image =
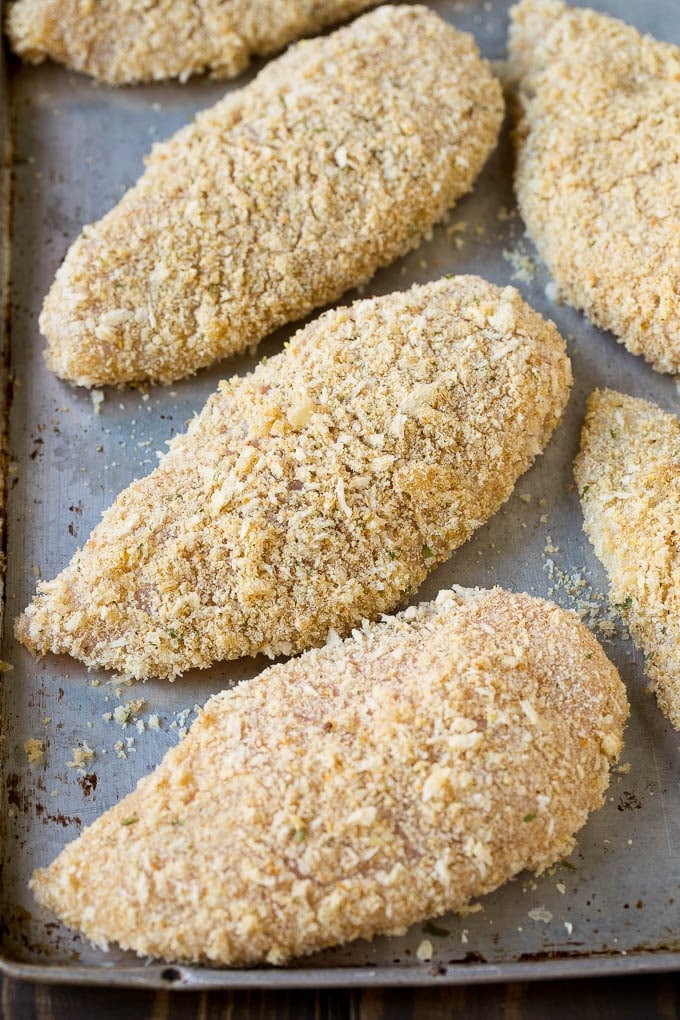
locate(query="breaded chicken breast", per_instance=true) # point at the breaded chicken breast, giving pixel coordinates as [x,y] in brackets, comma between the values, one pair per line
[336,159]
[598,168]
[628,476]
[124,41]
[356,789]
[317,491]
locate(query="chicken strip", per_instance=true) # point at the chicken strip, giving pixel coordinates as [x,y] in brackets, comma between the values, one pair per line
[317,491]
[358,788]
[598,168]
[124,41]
[628,476]
[335,160]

§ §

*WORK ORDER:* Repeat exactly the lines from the line containing "at the chicken" through the end of the listing above; both boundary lines are part of the output.

*EXPECTED ANSWER:*
locate(query="chicken strip", per_instance=true) # point at the chicken strip, giving pixel coordinates as [x,y] in brackets, comma between the values, one pair per line
[317,491]
[358,788]
[598,168]
[124,41]
[628,476]
[335,160]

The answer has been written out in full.